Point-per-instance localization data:
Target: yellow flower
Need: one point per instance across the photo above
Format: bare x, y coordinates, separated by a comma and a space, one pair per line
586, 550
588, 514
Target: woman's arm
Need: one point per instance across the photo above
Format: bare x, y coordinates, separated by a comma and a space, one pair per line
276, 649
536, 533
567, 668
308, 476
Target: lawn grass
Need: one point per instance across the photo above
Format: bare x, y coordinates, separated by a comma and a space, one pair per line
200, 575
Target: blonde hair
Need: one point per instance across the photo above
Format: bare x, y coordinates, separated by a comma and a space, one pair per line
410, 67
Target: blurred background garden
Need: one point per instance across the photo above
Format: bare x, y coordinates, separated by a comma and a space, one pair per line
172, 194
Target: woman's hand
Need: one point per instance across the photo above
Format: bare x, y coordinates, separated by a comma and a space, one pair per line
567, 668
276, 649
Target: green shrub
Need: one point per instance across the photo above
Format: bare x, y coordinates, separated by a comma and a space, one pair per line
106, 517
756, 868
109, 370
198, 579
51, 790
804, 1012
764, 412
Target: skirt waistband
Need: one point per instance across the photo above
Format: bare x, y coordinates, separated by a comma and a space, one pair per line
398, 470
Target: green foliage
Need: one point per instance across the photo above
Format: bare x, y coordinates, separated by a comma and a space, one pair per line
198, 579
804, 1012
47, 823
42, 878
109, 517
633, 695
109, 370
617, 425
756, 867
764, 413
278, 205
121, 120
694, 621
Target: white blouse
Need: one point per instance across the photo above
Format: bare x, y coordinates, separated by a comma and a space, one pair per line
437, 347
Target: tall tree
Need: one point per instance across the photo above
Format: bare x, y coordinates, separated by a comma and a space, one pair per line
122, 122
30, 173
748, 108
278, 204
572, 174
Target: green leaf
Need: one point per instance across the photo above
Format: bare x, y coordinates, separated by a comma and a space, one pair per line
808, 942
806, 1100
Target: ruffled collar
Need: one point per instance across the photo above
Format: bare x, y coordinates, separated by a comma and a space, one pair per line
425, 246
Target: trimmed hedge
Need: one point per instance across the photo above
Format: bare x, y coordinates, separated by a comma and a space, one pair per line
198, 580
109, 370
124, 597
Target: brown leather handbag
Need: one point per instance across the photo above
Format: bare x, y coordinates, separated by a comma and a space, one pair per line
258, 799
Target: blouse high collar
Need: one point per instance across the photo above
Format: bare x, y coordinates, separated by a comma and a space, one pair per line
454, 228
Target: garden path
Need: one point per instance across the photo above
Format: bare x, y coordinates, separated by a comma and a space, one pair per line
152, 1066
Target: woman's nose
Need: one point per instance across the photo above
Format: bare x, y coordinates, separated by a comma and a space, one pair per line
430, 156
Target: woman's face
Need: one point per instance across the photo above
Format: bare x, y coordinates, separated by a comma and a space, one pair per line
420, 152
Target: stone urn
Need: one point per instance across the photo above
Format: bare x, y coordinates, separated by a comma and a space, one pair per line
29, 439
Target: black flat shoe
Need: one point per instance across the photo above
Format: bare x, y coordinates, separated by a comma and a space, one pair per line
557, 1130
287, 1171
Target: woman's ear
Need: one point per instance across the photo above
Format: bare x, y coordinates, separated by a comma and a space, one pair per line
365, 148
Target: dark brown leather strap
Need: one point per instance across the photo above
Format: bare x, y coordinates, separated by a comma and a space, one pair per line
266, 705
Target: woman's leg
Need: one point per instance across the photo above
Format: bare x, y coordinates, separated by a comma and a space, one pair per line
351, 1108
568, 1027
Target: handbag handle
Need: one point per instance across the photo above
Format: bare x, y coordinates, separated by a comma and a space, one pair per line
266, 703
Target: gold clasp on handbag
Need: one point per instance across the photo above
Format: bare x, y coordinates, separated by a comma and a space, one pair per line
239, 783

Assignment => Repeat the whole of the data above exactly, keeping every word.

Solution for this task =>
Target: yellow flower
Need: one point per instance across the photo above
Format: bare x, y coordinates, separated by a comma and a space, one pair per line
586, 550
588, 514
Target: woman's arm
Need: one point per instance across the photo above
Format: bare x, y coordinates, separated by a comma and a space, one pair per line
276, 649
536, 533
567, 668
308, 476
Target: lawn grass
Need: one point per instance across the photo above
Format: bare x, y coordinates, separated by a comma and a space, one pair per line
200, 575
Target: blonde hair
Need: one point per instance across the photo above
Format: bare x, y coordinates, separated by a comma and a space, one pair per line
410, 67
Target: blurred background garden
Need: one point per instance across the photo above
Format: bare x, y coordinates, separated by a comma and a space, one pair per line
172, 194
Target: woman's hand
Need: one point per instance across the photo above
Format: bare x, y coordinates, separated by a comma and a space, one pair per line
567, 668
276, 649
Target: green shrub
Need: one point per instance across the photo above
Format: bare x, y coordinates, separated by a comma and a space, one pair per line
106, 517
756, 868
109, 370
198, 579
51, 790
804, 1012
764, 412
Target: skirt waistband
Need: one point per instance across the photo above
Format: bare x, y coordinates, separated by a comma and a space, one pair per line
398, 470
Target: green foliage
Need: one point per instance across the photo above
Format: bare x, y coordinates, separated by a comma and a space, one pair per line
198, 579
804, 1012
47, 823
42, 878
109, 517
633, 695
109, 370
617, 425
756, 867
764, 413
278, 205
121, 120
694, 621
Target: white blouse
Need: one point per instance across the photo above
Format: bare x, y coordinates, separated by a comma and a space, one pair per line
437, 347
Target: tall tree
Need: one point per instance across the photo above
Format: bare x, y coordinates, separated by a comma and a space, one pair per line
122, 122
30, 173
748, 108
278, 204
572, 174
Target: green leaf
Need: one point per instance across the photo above
Format: bare x, y coordinates, separated by a comma and a space, one pair per line
808, 942
806, 1100
Target: ruffled collar
Need: one point per instance across the photo above
Format: bare x, y coordinates, separated by a comma and a space, one pair per line
425, 246
Target: trimmed hedge
Need: one point per instance across the photo above
Format: bare x, y coordinates, separated by a comma and a space, one pair per line
198, 580
109, 370
124, 597
Target: brown leather handbag
Need: one point per instance across the photo above
Format: bare x, y coordinates, separated by a comma and a space, one pair per line
258, 799
Target: blouse high collar
Need: one point per instance across the photo above
Format: bare x, y coordinates, separated by a comma and a space, one pair per line
454, 228
Target: garden path
Need: one point per instance across the photo above
Format: bare x, y coordinates, separated by a comma and a space, one pair per line
152, 1066
Target: woman's nose
Need: one point per instance across the photo above
Format: bare x, y coordinates, separated by a comma and a space, one pair per line
430, 156
Target: woman's face
Need: one point per instance across the photo above
Format: bare x, y coordinates, separated by a comma and a space, one pair per line
420, 152
Target: stone urn
Need: one point per instance across the photo above
Format: bare x, y coordinates, separated by a comma and a space, one pair per line
29, 439
Target: black flat shoe
Need: one point per instance across the photo above
Format: bare x, y coordinates, separated by a comma and a space, one pair per line
557, 1130
287, 1171
Target: woman's ear
Need: one point per instance across the photo above
Format: bare x, y coordinates, separated by a comma and a space, one pair per line
365, 148
Target: dark brown leather strap
Need: one point per instance across the photo above
Format: bare x, y coordinates, separated by a comma and a space, one pair per line
266, 705
Target: woman's leg
Need: one point per instance across the photo above
Format: bare x, y coordinates, separated by a comma and a space, one pair per line
351, 1108
568, 1027
Target: handbag handle
Need: one point per instance across the photo above
Format: bare x, y coordinates, separated by a comma and a space, one pair per line
266, 703
Target: gold clasp on handbag
Need: one point per instance across the photo above
Format: bare x, y coordinates, separated by a comma and a space, one pair per line
239, 783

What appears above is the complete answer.